══ Extracted information ══

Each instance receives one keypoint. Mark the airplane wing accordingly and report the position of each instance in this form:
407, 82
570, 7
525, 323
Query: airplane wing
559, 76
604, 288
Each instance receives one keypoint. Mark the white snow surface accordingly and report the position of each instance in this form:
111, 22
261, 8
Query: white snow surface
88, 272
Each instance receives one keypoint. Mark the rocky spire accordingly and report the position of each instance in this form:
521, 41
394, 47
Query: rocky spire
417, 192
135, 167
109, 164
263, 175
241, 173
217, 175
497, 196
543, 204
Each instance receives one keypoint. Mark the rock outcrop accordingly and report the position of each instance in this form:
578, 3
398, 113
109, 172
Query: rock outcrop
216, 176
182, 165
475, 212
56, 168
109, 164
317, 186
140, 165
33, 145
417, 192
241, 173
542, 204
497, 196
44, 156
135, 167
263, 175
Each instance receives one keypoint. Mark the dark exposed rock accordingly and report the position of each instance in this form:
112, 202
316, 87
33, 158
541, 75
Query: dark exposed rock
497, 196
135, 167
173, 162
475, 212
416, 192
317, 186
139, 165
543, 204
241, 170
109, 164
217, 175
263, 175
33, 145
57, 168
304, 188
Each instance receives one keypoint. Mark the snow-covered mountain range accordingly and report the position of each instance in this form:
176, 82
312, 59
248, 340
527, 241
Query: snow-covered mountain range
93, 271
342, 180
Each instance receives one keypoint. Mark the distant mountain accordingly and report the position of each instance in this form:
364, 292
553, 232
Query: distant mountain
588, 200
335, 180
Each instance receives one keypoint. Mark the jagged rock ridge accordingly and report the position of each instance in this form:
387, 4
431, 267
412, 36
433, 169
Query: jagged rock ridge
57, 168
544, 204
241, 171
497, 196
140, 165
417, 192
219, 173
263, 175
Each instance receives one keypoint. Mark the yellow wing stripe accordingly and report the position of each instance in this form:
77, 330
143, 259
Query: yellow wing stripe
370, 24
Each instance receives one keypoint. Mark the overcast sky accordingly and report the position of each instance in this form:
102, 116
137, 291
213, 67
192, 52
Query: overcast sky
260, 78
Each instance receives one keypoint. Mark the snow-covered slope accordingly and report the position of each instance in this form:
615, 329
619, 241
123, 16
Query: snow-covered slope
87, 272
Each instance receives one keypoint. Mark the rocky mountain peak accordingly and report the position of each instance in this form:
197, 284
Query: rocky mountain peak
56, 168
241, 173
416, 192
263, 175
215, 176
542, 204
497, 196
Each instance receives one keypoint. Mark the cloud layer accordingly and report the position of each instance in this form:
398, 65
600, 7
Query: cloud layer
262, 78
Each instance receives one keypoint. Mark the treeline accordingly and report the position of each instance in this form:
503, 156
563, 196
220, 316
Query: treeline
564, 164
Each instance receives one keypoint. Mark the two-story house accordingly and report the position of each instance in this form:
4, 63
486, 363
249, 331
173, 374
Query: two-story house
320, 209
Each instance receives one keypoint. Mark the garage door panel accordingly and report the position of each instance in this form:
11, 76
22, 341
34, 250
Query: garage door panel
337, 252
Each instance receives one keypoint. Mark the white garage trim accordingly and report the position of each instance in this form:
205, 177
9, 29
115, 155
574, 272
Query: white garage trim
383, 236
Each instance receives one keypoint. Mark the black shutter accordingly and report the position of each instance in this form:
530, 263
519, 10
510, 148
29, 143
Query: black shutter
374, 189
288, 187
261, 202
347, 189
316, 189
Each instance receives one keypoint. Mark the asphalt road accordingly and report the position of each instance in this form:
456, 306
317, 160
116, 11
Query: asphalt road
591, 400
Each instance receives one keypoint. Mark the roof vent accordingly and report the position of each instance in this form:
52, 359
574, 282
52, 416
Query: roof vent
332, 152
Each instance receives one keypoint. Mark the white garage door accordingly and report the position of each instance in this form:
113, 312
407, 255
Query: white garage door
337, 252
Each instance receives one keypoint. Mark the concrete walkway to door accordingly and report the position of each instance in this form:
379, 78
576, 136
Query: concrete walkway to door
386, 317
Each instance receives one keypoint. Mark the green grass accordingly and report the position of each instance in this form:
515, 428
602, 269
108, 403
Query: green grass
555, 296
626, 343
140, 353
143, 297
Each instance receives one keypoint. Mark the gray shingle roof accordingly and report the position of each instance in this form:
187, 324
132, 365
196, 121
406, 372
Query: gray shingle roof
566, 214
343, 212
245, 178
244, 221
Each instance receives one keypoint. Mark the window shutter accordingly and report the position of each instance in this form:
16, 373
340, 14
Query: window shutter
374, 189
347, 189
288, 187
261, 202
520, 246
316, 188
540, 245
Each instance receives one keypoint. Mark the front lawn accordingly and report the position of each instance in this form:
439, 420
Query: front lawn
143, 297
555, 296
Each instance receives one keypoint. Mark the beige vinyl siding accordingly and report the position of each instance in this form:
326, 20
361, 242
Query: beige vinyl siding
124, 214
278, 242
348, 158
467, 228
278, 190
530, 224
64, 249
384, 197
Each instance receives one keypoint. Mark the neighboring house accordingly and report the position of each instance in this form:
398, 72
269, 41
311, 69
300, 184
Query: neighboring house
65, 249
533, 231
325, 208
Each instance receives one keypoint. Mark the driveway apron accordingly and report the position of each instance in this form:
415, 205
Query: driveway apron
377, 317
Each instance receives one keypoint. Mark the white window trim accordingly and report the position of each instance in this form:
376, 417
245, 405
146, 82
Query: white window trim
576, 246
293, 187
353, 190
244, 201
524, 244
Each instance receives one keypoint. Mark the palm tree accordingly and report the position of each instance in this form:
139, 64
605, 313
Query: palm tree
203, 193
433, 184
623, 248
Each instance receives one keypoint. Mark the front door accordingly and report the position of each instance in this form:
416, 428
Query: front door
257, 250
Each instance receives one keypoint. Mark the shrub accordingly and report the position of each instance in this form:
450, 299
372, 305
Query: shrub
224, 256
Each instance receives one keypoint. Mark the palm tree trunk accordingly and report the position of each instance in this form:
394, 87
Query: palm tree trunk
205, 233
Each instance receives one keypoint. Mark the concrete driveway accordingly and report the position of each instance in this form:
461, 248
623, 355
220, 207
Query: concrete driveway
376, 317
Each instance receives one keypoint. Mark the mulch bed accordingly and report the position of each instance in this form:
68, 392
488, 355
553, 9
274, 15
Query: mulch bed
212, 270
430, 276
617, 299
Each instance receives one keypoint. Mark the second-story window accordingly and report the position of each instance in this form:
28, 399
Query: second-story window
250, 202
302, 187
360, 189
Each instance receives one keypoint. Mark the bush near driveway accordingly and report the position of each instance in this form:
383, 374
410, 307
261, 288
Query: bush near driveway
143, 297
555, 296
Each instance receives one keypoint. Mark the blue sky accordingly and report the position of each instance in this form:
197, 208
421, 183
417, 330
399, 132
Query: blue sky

═══

▶ _Objective_
Word for word, restate all of the data shown above.

▶ _Finished exercise_
Each instance receives one keypoint. Mark the airplane wing accordingly and report the position of each instance in this form:
407, 82
570, 7
525, 323
Query: airplane wing
559, 76
604, 288
Each instance receives one keypoint. Mark the white snow surface accordingly and report the position of each instance in this form:
111, 22
261, 8
Query: white snow surface
88, 272
Each instance receives one keypoint. Mark the rocky spire accordingly and report the position of each instance in this form:
521, 41
394, 47
Query: rocky spire
417, 192
135, 167
109, 164
263, 175
241, 173
217, 175
497, 196
543, 204
Each instance receives one keypoint. Mark the rock outcrop accordingly and report the position of each instance in this form:
578, 3
398, 113
109, 172
Query: rock outcrop
216, 176
182, 165
475, 212
56, 168
109, 164
317, 186
140, 165
33, 145
417, 192
241, 173
542, 204
497, 196
44, 156
135, 167
263, 175
Each instance receives one keypoint. Mark the dark exposed rock accordingly and report the position of each instance in this form:
112, 202
316, 87
33, 158
541, 75
Query: dark exposed rock
497, 196
135, 167
173, 162
475, 212
416, 192
317, 186
139, 165
543, 204
241, 170
109, 164
217, 175
263, 175
33, 145
57, 168
304, 188
Each instance receives one keypoint. Mark the snow-covered mountain range accordingly and report the position of each instance in this form:
176, 82
312, 59
248, 340
527, 241
Query: snow-covered mountain range
93, 271
342, 180
Each instance receives one keypoint. Mark the distant mountain accordingly and report the position of each instance in this form:
364, 292
553, 232
Query: distant mountain
588, 200
335, 180
Each instance receives one keypoint. Mark the jagged rock ridge accordingly and report the position of each instance in this form:
387, 4
431, 267
412, 36
433, 169
Query: jagged rock ridge
57, 168
544, 204
241, 171
497, 196
140, 165
417, 192
219, 173
263, 175
Each instance receives one keypoint. Mark the yellow wing stripe accordingly and report the position of each instance in this form:
77, 330
143, 259
Query: yellow wing stripe
370, 24
Each instance receives one keypoint. Mark the overcast sky accordingly and report the position of each instance in this form:
102, 116
137, 291
213, 67
192, 52
Query: overcast sky
260, 78
Each instance receives one keypoint. Mark the snow-covered slope accordingly and report the position of each instance in this form:
615, 329
619, 241
123, 16
Query: snow-covered slope
87, 272
Each instance receives one keypoint. Mark the rocky mountain peak accordingly and report the position of each instance in this form:
197, 284
Query: rocky mountain peak
56, 168
241, 173
416, 192
263, 175
215, 176
542, 204
497, 196
Each instance receives one keypoint. Mark the cloud layer accordingly and report the position of each instance in this form:
398, 65
600, 7
Query: cloud layer
262, 78
Each instance receives one keypoint. Mark the treeline accordingly and report the position of each instance in this form:
503, 156
563, 196
220, 316
Query: treeline
564, 164
Each instance receives one keypoint. Mark the two-story house accordingly and report the position of each instance in this form:
4, 63
486, 363
249, 331
173, 374
Query: two-story house
320, 209
Each instance receives one keypoint. Mark the garage door panel accordingly and report the position of each instance in this form:
11, 76
22, 341
34, 250
Query: garage door panel
337, 252
Each instance receives one keypoint. Mark the white garage trim accordingly and report the position of each instance in this form:
205, 177
9, 29
115, 155
574, 272
Query: white garage trim
383, 236
Each instance receives one keypoint. Mark the black shutter accordingly and report the position of each instance in this form:
530, 263
519, 10
510, 148
29, 143
Query: black shutter
374, 189
288, 187
261, 202
347, 189
316, 189
Each instance receives one keypoint. Mark the asphalt road accordingly and report the position of each instance in this form:
456, 306
317, 160
116, 11
Query: asphalt road
591, 400
Each instance receives one keypoint. Mark the roof vent accordingly and report the position of each instance in this form:
52, 359
574, 282
52, 416
Query: roof vent
332, 152
Each instance receives one keypoint. Mark the white garage door accordingly and report the position of each instance in this form:
113, 312
407, 255
Query: white garage door
337, 252
Each instance receives one keypoint. Mark the concrete walkway to door accordingly and report the position of each instance in this form:
379, 78
576, 136
Query: concrete walkway to door
386, 317
Each instance receives one keypoint. Mark the green grass accordingly and report the position of each instance in this form:
515, 428
602, 269
108, 403
Query: green grass
555, 296
626, 343
140, 353
143, 297
Each instance receives one keypoint. Mark the gray shingle roof accordingly and report the position of each instance in this form:
187, 324
132, 365
196, 121
406, 372
Query: gray shingle roof
566, 214
343, 212
245, 178
244, 221
Each instance receives one keypoint. Mark the window shutter accordingly and report the position of each instance in this form:
16, 373
340, 14
Query: window shutter
374, 189
347, 189
288, 187
261, 202
520, 246
316, 188
540, 245
Each instance receives one keypoint. Mark the front lawn accordingly and report the position of each instance in this form:
439, 420
Query: front lawn
143, 297
555, 296
Each instance receives one keypoint. Mark the beige vinyl siding accordingly and report the position of each instance in this form:
326, 20
361, 242
Query: beige vinyl siding
124, 214
278, 242
348, 158
467, 228
278, 190
530, 224
64, 249
384, 197
Each instance receives one keypoint. Mark the neighboring house accordingly and report the position of each instance in this form:
398, 72
269, 41
311, 69
300, 184
Query: neighboring house
65, 249
533, 231
325, 208
Each instance receives one keypoint. Mark the driveway apron accordingly and report the position of each instance in this form:
415, 205
Query: driveway apron
377, 317
Each instance receives one keypoint. Mark the white window trim accordingly and report the position of each instance in this form:
376, 417
245, 405
146, 82
Query: white window trim
576, 246
293, 187
353, 190
244, 201
524, 244
Each instance receives one keypoint. Mark the palm tree accordingly and report the position of each instance in this form:
139, 64
605, 313
Query: palm tree
203, 193
433, 184
623, 248
Each instance receives one keypoint. Mark the front door accordingly and report the position of each instance in this form:
416, 428
Query: front door
257, 250
Each instance receives one keypoint. Mark the shrub accordingly and report the position of each instance in this form:
450, 299
372, 305
Query: shrub
224, 256
Each instance receives one keypoint. Mark the palm tree trunk accordingly and report the position of each instance in this form:
394, 87
Query: palm tree trunk
205, 233
Each instance receives one keypoint. Mark the concrete driveway accordingly and report the position of each instance in this form:
461, 248
623, 355
220, 207
Query: concrete driveway
376, 317
Each instance receives one keypoint. Mark the mulch bed accordingly and report the position of each instance in this form:
68, 392
488, 355
553, 9
274, 15
Query: mulch bed
212, 270
430, 276
617, 299
Each instance receives one keypoint. Mark the second-story window accordingly and report the position of each instance in this form:
28, 399
Query: second-story window
250, 202
302, 187
360, 189
Each instance receives one keypoint. Mark the bush near driveway accordingly and report the position of each instance in this form:
383, 374
410, 307
261, 288
Query: bush near driveway
143, 297
555, 296
Each instance receives one keypoint. Mark the blue sky accordingly and report the position of each instance in this form:
197, 208
421, 183
417, 330
399, 132
Query: blue sky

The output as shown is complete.